● **DOCUMENT SEGMENT**:
● ● ●

A new king in Saudi Arabia
Faisal al Saud became ruler on November 2nd, 1964.
The kingdom of Saudi Arabia was founded in 1932 by Ibn Saud. After his death in 1953 he was succeeded by Saud, the eldest of his 45 sons by his innumerable wives. The next most prominent figure in the new regime was Saud’s softly spoken but forceful half-brother, Faisal. He had long been relied on by his father, who once said he wished there were three of him. Faisal spoke fluent English and, in 1945, he was the Saudi representative at the founding conference of the United Nations. Much experience abroad convinced him that Saudi Arabia needed to enter the modern world and in 1930 Ibn Saud made him foreign minister, as he still was in 1953.
Problems soon developed. Massive oil royalties were now pouring in and prominent figures began to feel that Saud and the incompetent relatives and cronies he surrounded himself with were using the money totally irresponsibly. He seemed incapable of handling the regime’s finances and he badly lacked Faisal’s experience in foreign affairs.

● ● ●

● **SUPPLIED RECORDS**:
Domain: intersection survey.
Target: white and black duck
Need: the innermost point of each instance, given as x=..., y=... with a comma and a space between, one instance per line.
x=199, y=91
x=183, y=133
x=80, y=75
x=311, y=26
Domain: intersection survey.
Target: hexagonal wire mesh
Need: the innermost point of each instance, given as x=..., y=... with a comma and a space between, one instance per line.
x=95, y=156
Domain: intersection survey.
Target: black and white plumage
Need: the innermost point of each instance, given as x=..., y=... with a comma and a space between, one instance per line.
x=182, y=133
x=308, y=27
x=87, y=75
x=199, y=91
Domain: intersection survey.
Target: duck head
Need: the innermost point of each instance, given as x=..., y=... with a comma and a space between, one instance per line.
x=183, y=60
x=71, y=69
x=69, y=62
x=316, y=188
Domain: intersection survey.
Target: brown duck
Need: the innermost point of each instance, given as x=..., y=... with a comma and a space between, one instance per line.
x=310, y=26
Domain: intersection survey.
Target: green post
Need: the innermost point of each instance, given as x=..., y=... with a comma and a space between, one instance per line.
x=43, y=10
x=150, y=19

● ● ●

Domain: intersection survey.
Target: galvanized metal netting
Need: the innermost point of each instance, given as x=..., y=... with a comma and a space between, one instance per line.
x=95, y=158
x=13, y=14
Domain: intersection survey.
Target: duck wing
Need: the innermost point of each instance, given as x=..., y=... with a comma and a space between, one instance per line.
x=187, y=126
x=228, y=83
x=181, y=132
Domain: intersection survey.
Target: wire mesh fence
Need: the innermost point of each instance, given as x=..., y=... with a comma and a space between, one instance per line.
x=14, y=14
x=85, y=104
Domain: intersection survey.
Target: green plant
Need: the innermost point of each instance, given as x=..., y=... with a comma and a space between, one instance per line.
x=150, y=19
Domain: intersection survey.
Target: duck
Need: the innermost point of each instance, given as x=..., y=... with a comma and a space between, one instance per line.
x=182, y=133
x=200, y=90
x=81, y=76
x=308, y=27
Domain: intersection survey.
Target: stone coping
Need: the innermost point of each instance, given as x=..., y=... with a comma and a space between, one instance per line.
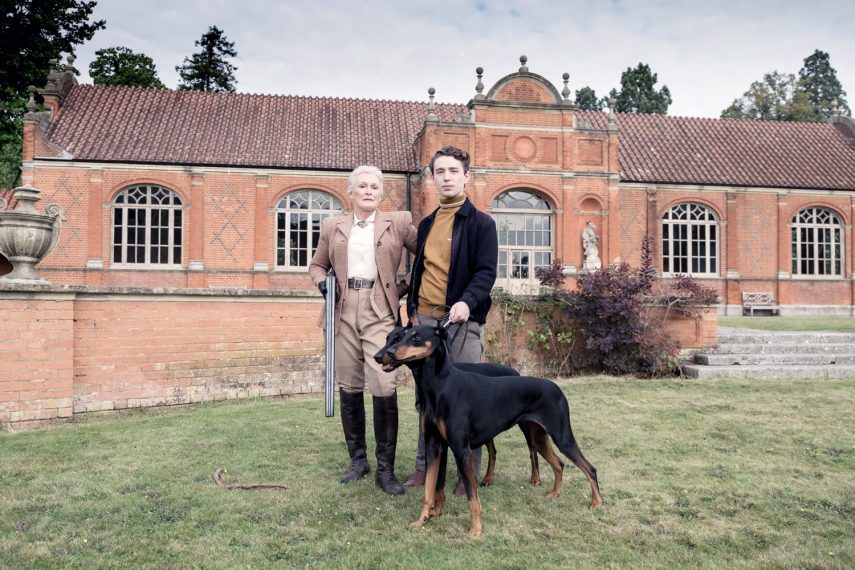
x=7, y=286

● ● ●

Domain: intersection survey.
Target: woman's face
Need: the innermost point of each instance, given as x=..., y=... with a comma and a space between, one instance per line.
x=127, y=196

● ● ●

● **EXERCISES TO COMPLETE**:
a: In the article about the new Saudi king, rewrite the paragraph beginning "The kingdom of Saudi Arabia was founded" as a bulleted list that keeps its main facts.
b: According to the article about the new Saudi king, on what date did Faisal al Saud become ruler?

● **SOLUTIONS BY TASK**:
a:
- Ibn Saud founded the kingdom of Saudi Arabia in 1932.
- After his death in 1953, Saud, the eldest of his 45 sons, succeeded him.
- Saud's softly spoken but forceful half-brother, Faisal, was the next most prominent figure in the new regime.
- Their father had long relied on Faisal and once said he wished there were three of him.
- Faisal spoke fluent English and was the Saudi representative at the founding conference of the United Nations in 1945.
- Much experience abroad convinced him that Saudi Arabia needed to enter the modern world.
- Ibn Saud made him foreign minister in 1930, and he still held the post in 1953.

b: November 2nd, 1964.